Your answer should consist only of the lines below from the one with "Each instance of the potted" through the one with "Each instance of the piano keys", copied exactly.

+ + + +

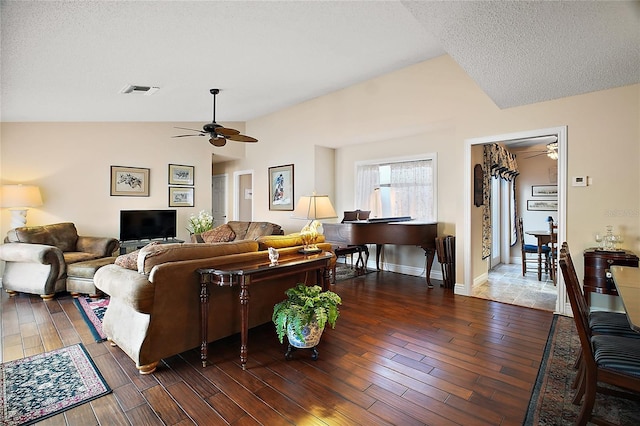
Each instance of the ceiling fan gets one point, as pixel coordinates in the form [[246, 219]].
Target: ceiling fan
[[218, 134]]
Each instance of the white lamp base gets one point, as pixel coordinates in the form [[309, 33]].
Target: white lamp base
[[18, 217]]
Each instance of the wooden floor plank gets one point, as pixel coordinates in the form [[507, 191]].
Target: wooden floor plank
[[426, 356]]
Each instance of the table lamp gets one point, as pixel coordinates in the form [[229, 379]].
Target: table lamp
[[18, 199], [313, 208]]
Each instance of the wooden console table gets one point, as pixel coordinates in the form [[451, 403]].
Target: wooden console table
[[244, 274]]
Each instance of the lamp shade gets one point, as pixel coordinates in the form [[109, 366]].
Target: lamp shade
[[314, 207], [20, 196]]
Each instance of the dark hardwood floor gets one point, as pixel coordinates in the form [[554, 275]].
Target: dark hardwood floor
[[400, 354]]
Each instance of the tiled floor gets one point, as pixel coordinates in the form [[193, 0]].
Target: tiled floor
[[506, 284]]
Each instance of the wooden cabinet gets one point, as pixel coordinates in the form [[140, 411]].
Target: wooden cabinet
[[597, 278]]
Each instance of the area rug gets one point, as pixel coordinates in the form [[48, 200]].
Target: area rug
[[92, 311], [43, 385], [551, 398]]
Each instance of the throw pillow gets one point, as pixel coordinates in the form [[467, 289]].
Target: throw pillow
[[130, 260], [219, 234]]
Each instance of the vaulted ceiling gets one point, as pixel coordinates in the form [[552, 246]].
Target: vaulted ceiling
[[68, 61]]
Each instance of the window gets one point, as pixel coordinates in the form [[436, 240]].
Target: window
[[398, 188]]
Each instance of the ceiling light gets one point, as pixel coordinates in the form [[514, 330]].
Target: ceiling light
[[145, 90]]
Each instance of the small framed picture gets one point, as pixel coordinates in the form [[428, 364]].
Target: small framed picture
[[180, 196], [544, 190], [542, 205], [281, 187], [129, 181], [180, 175]]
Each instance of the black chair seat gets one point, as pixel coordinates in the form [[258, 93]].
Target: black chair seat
[[612, 323], [617, 353]]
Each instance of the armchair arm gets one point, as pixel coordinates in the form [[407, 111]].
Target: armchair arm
[[104, 246], [35, 253]]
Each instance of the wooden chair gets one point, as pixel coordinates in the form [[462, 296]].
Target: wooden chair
[[610, 359], [553, 251], [529, 252], [446, 251]]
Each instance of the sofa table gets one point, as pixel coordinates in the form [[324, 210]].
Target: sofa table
[[244, 274]]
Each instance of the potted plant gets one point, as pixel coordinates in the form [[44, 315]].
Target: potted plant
[[303, 316]]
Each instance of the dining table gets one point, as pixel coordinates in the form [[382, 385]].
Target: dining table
[[543, 237], [627, 282]]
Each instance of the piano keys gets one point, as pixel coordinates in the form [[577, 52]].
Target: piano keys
[[380, 232]]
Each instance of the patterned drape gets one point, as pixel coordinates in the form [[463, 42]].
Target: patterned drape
[[498, 162]]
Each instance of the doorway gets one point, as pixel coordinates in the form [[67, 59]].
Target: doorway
[[481, 269]]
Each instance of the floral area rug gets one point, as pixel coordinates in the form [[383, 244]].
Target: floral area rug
[[92, 311], [43, 385], [550, 402]]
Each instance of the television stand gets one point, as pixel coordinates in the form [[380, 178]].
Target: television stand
[[138, 244]]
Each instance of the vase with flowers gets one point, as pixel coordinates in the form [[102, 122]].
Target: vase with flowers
[[197, 224]]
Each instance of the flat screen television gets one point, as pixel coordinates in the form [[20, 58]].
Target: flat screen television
[[147, 224]]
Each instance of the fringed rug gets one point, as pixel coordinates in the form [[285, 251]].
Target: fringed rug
[[550, 402], [43, 385], [92, 311]]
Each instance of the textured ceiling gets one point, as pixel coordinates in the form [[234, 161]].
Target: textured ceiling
[[68, 61]]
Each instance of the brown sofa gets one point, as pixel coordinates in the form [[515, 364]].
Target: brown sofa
[[237, 230], [53, 258], [154, 311]]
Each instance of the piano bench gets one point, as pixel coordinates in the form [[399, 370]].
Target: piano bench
[[350, 250]]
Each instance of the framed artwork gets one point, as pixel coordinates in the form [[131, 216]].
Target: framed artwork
[[180, 196], [281, 187], [129, 181], [180, 175], [542, 205], [544, 190]]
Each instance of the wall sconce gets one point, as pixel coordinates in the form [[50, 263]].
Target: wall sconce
[[18, 199], [313, 208]]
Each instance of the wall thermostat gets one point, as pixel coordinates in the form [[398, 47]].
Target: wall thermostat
[[579, 181]]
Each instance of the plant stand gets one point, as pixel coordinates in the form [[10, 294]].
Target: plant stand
[[289, 354]]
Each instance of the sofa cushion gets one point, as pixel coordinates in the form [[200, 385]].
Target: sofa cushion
[[219, 234], [282, 241], [130, 260], [258, 229], [61, 235], [163, 253]]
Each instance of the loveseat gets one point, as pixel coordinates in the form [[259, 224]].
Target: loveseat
[[154, 309], [53, 258]]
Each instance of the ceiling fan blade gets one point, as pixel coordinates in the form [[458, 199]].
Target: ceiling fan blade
[[217, 141], [185, 128], [185, 136], [242, 138], [225, 131]]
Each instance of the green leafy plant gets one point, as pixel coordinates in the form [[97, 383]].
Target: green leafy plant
[[303, 306]]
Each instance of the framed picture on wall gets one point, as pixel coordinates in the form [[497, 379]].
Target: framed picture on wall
[[180, 196], [129, 181], [281, 187], [180, 175], [542, 205], [544, 190]]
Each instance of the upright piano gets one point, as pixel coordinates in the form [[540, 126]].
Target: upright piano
[[381, 231]]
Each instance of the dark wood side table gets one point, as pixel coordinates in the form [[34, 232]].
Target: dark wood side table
[[597, 278], [244, 274]]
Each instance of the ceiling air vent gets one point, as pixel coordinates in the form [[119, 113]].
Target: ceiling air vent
[[144, 90]]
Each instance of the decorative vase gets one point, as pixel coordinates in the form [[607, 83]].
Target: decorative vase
[[311, 333]]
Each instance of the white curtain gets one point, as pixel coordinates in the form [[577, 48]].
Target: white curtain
[[412, 189], [367, 183]]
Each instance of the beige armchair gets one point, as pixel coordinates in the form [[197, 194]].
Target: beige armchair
[[37, 258]]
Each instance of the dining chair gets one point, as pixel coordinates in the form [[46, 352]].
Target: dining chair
[[606, 359], [529, 252]]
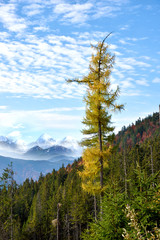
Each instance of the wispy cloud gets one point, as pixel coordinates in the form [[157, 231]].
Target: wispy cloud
[[9, 18], [74, 13], [51, 119], [156, 80]]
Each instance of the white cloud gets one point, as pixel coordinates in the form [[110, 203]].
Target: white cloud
[[14, 135], [74, 13], [142, 82], [3, 107], [10, 20], [40, 120], [156, 80]]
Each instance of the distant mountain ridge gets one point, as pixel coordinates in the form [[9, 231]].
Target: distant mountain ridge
[[43, 148], [31, 169], [140, 131]]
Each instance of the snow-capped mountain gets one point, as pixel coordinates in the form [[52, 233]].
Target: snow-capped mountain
[[44, 141]]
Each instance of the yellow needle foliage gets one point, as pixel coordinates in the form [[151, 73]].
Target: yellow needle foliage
[[91, 174], [100, 100]]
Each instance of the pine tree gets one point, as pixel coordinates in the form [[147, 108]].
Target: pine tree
[[100, 101]]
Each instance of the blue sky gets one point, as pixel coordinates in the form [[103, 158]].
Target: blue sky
[[42, 43]]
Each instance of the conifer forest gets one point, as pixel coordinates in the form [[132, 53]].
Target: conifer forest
[[111, 192]]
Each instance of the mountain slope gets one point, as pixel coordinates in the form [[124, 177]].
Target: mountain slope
[[31, 169], [140, 131]]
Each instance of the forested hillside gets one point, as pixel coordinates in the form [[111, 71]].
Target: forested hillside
[[56, 207], [139, 131]]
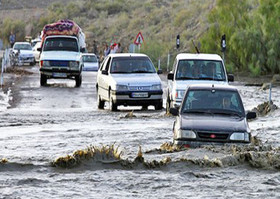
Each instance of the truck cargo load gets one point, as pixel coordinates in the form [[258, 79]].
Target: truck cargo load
[[65, 27]]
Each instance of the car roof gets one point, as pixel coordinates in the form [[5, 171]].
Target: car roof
[[86, 54], [211, 87], [65, 36], [127, 55], [22, 43], [198, 56]]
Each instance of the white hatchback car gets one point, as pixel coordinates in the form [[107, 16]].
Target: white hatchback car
[[194, 69], [90, 62], [128, 79]]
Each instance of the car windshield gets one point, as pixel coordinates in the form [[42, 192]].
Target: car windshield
[[61, 44], [200, 70], [22, 47], [89, 58], [213, 101], [132, 65]]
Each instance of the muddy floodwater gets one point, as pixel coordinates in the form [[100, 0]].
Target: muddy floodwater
[[55, 143]]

+ + + +

### RESPONSE
Each instance of the potted plant gets one point, as pixel coordinates in the form [[44, 315]].
Target: potted plant
[[303, 316]]
Each instance of the dining table gets one point, as pixel coordinates in the form [[382, 385]].
Target: dining table
[[543, 237], [627, 282]]
Each instance of the piano keys gets one point, as pixel coordinates in the form [[577, 52]].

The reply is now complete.